__Required task__:
Your task is to write out exactly the lines from the line containing "Indicate the tree" through the end of the records, inclusive at both ends.
◇ ◇ ◇
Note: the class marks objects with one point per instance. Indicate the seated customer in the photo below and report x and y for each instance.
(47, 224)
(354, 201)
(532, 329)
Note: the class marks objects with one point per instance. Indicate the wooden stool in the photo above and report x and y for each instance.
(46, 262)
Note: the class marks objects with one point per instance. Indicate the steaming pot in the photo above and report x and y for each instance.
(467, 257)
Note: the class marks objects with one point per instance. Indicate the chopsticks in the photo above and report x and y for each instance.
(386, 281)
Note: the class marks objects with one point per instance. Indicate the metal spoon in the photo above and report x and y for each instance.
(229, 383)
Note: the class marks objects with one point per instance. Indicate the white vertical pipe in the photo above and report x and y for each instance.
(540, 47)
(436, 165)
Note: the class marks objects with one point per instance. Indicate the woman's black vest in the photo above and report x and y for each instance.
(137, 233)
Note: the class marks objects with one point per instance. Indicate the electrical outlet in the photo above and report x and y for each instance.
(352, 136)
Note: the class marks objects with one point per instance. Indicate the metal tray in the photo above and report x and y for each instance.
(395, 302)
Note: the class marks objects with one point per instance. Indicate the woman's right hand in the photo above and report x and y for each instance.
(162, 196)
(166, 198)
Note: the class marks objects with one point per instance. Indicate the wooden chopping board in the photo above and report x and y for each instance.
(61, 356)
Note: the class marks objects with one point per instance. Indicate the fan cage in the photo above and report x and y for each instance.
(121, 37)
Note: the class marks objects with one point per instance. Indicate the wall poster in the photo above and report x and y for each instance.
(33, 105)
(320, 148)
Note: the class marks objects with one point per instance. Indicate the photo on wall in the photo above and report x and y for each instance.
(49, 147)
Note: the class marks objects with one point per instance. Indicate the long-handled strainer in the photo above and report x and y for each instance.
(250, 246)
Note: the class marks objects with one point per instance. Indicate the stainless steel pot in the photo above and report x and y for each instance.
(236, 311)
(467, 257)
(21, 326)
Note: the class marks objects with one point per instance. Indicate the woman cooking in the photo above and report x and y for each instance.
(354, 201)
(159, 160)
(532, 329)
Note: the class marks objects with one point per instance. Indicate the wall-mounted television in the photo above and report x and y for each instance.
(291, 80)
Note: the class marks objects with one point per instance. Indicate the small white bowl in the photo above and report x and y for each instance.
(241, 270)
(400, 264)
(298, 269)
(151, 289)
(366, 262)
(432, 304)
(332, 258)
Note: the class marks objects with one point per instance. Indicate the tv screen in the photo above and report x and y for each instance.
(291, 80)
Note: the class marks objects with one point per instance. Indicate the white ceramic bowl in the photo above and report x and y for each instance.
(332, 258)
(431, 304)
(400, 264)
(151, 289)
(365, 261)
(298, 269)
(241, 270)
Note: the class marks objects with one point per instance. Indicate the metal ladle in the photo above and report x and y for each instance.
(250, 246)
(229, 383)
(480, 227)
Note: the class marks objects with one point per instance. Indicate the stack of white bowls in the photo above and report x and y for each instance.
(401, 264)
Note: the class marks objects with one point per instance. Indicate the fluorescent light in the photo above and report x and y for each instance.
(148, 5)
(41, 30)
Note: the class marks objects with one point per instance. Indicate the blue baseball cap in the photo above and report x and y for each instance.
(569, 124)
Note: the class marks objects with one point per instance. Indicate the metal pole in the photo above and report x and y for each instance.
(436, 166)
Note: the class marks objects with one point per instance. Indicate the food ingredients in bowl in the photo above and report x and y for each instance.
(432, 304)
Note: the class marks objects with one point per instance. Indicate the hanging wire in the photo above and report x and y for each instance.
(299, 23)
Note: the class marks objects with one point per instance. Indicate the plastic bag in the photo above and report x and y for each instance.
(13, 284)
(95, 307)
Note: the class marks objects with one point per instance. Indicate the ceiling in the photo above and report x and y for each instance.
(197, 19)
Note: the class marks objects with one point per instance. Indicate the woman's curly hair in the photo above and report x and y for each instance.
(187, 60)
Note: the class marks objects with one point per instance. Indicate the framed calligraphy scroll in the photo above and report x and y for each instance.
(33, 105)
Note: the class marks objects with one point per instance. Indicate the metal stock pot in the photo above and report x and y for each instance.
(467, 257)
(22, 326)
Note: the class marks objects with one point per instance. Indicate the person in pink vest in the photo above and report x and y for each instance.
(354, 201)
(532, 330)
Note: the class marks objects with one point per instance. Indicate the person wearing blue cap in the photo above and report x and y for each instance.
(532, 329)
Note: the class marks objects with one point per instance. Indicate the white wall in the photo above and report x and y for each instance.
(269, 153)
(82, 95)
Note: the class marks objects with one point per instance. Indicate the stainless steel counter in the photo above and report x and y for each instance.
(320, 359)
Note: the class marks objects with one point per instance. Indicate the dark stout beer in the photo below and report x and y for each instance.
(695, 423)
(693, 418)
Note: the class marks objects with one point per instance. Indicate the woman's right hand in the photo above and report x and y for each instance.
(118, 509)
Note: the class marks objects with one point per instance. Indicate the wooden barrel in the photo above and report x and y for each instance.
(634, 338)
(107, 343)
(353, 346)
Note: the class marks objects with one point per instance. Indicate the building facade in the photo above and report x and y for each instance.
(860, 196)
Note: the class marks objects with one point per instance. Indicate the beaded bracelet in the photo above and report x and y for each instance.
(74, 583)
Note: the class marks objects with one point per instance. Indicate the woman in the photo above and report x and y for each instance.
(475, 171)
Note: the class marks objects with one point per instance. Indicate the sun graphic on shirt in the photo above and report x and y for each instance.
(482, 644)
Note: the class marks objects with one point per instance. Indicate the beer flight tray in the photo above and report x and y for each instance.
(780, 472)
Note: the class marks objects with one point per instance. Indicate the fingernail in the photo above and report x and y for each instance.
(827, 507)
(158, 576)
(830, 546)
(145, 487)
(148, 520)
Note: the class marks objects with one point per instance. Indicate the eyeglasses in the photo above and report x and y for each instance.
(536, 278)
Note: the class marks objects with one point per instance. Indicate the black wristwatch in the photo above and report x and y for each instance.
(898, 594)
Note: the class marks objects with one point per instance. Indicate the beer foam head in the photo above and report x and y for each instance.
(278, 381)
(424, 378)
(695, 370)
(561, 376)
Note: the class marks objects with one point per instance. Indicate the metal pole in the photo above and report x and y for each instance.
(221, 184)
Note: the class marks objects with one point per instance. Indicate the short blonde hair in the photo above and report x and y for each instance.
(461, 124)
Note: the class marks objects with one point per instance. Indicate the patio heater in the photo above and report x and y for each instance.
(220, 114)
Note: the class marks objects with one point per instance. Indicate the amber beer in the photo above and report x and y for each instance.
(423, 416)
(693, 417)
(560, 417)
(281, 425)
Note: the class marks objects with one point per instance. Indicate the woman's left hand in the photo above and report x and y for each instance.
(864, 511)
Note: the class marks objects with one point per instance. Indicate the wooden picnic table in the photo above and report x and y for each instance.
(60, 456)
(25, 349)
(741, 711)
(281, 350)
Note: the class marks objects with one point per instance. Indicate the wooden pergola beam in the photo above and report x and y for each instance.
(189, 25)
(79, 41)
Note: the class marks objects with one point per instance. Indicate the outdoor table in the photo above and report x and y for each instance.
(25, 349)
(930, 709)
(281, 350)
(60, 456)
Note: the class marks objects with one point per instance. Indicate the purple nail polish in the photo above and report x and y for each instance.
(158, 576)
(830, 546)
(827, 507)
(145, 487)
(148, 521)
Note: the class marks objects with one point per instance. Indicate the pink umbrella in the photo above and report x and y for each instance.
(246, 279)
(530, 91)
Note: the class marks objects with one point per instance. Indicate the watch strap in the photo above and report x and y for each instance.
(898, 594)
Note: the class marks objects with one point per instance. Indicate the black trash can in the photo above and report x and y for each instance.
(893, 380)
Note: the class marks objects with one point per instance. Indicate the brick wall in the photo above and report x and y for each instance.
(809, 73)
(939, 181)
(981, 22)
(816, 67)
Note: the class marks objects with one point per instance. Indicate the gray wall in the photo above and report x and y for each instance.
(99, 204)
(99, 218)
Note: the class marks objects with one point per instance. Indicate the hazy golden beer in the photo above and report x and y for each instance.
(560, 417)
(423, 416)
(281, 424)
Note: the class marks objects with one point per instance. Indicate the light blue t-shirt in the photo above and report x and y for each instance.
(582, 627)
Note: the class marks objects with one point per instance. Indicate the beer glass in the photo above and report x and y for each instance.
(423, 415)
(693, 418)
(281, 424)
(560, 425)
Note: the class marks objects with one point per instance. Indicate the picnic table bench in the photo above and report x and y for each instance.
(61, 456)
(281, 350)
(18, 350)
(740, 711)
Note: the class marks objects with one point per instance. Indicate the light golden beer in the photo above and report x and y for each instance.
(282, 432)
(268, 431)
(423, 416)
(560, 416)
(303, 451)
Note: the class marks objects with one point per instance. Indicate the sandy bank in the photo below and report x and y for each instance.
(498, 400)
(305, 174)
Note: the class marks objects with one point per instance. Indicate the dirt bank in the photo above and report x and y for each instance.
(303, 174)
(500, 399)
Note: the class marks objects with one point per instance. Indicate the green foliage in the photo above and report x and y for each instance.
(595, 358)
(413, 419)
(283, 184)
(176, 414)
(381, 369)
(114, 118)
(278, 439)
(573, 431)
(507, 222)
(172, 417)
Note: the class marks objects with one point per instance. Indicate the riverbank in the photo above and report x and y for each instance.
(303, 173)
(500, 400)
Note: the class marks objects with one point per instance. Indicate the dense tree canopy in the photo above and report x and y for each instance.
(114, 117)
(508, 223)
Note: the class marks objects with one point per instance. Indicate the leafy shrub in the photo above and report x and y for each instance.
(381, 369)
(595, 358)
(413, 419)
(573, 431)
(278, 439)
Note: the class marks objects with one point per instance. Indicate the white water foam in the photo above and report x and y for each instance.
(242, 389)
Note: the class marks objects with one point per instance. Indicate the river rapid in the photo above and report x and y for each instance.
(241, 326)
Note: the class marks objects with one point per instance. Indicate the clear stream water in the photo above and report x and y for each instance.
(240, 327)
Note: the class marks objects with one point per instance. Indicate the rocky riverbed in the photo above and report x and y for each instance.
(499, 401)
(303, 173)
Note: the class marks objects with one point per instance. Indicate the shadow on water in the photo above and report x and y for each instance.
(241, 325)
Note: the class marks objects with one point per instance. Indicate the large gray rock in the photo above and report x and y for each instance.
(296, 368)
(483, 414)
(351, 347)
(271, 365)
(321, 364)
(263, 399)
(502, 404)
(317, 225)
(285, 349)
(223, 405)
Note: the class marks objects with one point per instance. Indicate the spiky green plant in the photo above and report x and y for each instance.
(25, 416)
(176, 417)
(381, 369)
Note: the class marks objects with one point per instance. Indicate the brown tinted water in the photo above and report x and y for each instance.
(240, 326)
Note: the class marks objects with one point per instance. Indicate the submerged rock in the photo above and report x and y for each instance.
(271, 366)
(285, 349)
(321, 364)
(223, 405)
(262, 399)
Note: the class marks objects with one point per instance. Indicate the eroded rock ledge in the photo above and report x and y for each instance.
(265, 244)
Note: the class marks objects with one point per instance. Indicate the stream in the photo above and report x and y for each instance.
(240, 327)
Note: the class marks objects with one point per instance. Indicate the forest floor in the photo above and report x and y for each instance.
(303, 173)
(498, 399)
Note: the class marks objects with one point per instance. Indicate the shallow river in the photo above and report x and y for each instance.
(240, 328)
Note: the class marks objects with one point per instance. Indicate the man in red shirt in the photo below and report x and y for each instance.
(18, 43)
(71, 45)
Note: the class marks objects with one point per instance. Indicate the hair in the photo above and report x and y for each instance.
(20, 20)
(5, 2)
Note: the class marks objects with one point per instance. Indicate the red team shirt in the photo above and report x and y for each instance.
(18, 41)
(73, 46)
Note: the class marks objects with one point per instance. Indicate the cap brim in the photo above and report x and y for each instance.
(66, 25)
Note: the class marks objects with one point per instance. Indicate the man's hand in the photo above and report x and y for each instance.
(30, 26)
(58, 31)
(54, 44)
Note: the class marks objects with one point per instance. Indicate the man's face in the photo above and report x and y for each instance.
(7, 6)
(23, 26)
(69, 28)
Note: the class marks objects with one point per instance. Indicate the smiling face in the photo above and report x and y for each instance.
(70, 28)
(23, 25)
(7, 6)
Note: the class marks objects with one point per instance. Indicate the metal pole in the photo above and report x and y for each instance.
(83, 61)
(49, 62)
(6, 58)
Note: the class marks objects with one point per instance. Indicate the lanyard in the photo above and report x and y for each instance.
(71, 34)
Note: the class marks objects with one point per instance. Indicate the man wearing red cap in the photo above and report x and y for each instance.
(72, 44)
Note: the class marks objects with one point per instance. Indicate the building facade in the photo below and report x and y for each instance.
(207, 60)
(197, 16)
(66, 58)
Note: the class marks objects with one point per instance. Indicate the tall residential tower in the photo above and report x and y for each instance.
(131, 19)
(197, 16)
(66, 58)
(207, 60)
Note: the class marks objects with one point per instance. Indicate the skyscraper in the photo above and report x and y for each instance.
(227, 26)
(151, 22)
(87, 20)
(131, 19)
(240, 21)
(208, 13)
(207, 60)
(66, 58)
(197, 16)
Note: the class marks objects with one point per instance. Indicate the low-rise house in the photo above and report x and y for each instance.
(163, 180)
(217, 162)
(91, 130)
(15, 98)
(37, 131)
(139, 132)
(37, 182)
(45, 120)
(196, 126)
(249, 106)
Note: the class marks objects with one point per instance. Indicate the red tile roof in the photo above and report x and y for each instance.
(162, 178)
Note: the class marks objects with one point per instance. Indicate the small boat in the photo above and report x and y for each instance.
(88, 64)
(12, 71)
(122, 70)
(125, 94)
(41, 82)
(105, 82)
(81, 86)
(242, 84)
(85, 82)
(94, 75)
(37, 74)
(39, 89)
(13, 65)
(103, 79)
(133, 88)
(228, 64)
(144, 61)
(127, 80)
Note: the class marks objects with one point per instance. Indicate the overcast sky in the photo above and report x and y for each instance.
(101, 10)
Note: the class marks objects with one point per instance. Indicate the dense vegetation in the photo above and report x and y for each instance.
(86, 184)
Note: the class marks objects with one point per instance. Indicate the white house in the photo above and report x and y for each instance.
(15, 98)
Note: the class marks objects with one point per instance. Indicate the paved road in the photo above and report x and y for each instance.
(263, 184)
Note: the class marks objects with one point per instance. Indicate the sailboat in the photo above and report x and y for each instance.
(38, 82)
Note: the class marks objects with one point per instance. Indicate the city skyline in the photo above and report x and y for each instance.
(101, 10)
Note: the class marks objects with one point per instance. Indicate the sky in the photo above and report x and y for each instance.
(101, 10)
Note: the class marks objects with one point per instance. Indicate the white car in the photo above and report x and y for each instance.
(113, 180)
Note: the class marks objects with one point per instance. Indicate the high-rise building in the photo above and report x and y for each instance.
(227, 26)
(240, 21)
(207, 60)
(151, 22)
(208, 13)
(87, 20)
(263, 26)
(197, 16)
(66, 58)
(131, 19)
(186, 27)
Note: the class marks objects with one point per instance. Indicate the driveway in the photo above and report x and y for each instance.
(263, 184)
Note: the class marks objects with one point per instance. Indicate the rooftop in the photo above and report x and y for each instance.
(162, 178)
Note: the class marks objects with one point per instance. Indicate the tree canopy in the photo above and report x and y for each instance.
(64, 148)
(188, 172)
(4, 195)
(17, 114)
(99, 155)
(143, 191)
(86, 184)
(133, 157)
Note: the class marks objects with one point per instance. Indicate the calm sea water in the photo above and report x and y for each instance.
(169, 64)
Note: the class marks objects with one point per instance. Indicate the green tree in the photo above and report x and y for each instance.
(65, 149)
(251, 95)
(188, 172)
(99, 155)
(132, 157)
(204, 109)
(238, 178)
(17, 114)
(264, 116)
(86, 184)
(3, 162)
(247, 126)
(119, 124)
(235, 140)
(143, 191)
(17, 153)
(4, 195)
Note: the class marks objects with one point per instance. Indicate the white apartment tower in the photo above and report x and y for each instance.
◇ ◇ ◇
__Solution for this exercise__:
Note: the class marks objects with one point per instance. Indicate the tree canopy in the photo above and report x and y for each instance.
(64, 148)
(188, 172)
(4, 195)
(17, 114)
(99, 155)
(143, 191)
(86, 184)
(133, 157)
Note: the class marks objects with one point per instance. Indicate the calm sea water in the photo above and report x and y for each instance.
(169, 64)
Note: the class marks objects with one point per instance. Indicate the green tree in the photo above and report x and y for each instance.
(65, 149)
(251, 95)
(188, 172)
(99, 155)
(132, 157)
(204, 109)
(238, 178)
(17, 114)
(264, 116)
(86, 184)
(3, 162)
(247, 126)
(119, 124)
(235, 140)
(143, 191)
(17, 153)
(4, 195)
Note: the class marks objects with one point per instance. Indicate the white apartment tower in the photo above and report x and y for each instance.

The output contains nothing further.